==== Recorded information

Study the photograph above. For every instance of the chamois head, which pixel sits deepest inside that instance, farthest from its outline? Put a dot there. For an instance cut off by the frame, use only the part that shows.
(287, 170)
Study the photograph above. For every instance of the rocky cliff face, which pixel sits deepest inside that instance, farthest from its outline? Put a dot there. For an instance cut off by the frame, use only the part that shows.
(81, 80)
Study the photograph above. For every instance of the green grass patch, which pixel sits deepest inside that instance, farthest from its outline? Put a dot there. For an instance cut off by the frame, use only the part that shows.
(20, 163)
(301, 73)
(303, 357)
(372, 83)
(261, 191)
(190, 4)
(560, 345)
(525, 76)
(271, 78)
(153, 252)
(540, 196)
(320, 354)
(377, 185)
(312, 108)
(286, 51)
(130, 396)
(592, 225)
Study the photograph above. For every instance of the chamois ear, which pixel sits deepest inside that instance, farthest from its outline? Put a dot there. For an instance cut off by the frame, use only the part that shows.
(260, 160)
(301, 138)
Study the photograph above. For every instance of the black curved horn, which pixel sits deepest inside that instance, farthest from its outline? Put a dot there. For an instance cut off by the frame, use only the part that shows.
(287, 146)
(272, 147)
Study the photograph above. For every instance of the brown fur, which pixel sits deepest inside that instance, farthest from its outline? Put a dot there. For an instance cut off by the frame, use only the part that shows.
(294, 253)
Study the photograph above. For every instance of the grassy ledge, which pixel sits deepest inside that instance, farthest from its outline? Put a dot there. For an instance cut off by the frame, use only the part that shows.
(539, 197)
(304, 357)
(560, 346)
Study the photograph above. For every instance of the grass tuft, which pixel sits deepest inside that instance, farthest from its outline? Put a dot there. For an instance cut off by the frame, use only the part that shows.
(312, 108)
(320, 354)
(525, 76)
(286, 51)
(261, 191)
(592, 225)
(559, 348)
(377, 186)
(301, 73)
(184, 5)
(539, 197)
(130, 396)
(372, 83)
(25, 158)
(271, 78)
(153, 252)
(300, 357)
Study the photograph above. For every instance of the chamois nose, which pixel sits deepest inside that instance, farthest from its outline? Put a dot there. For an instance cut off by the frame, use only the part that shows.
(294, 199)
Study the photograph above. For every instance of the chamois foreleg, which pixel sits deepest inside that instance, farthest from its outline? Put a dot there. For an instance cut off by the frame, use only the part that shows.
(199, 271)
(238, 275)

========

### Assignment
Write out the lines above, starting at the line that contains "chamois foreleg, which" and ending with the final line, and nothing else; copy them exactly.

### Exercise solution
Study the photograph above. For every instance of the chamois foreleg, which pixel sits deepest inside that instance, farthest from its outline? Put a dot there. For an instance cut off by the frame, use only the part that shows.
(199, 271)
(238, 275)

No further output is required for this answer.